== DATA SHOWN

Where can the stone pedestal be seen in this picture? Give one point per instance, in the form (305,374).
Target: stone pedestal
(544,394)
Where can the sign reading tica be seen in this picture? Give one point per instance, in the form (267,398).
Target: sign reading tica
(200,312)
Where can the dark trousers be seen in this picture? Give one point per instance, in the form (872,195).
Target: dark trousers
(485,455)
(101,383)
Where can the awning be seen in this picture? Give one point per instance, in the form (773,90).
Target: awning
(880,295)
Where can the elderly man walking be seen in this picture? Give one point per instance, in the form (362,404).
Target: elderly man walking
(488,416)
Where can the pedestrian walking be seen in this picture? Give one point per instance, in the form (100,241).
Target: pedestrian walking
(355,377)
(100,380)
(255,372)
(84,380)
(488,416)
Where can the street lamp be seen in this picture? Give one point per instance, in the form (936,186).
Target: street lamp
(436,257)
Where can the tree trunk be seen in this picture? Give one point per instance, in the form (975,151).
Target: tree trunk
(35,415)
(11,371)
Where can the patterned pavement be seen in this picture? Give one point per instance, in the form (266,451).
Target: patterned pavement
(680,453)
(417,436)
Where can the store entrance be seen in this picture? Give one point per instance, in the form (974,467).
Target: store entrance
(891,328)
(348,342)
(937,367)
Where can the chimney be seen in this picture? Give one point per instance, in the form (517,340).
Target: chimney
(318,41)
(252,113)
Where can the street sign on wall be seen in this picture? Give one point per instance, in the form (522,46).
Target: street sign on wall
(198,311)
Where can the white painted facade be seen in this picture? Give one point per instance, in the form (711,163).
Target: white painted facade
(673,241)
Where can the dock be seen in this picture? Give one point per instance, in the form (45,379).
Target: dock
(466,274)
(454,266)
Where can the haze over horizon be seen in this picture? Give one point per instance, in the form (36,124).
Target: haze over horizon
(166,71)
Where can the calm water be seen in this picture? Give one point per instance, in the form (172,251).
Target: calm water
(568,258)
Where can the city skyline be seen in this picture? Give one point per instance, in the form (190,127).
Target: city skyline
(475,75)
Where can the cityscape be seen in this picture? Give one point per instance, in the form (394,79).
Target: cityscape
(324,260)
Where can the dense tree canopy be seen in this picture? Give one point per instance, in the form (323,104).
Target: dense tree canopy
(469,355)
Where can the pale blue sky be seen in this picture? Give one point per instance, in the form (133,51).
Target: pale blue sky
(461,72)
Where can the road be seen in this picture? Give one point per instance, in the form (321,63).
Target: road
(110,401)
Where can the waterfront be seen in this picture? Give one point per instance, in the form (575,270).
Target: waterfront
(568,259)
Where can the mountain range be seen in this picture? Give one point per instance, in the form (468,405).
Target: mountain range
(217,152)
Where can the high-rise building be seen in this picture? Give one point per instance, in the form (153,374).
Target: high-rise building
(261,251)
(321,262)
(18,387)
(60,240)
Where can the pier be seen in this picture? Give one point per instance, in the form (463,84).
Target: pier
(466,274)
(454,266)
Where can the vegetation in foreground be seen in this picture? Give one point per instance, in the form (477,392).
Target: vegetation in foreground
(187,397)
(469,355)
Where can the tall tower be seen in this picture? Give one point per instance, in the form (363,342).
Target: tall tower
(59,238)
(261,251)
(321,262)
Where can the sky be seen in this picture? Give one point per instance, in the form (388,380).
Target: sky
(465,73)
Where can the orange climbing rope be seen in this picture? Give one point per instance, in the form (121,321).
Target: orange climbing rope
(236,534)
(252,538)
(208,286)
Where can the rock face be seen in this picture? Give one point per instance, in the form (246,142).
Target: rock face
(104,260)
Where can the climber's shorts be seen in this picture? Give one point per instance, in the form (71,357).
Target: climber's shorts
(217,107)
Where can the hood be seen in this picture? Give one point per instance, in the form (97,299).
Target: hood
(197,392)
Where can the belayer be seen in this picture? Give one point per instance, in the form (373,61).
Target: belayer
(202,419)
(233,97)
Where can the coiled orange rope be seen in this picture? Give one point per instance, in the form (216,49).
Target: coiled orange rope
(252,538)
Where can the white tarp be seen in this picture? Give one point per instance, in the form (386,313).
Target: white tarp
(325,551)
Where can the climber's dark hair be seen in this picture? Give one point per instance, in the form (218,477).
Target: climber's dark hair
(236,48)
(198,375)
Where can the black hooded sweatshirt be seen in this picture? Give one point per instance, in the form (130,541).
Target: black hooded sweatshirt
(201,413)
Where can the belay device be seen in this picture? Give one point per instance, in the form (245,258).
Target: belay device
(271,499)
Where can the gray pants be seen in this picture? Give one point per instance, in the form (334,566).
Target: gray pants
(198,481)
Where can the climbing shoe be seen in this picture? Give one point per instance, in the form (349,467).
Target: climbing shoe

====

▶ **WORK INSTRUCTIONS**
Note every line above where the string "shoe" shows up, and copy those lines.

▶ **SOLUTION TO THE PROBLEM**
Where can the climbing shoe be seen in this picture? Give one point per instance, in the form (349,467).
Target: climbing shoe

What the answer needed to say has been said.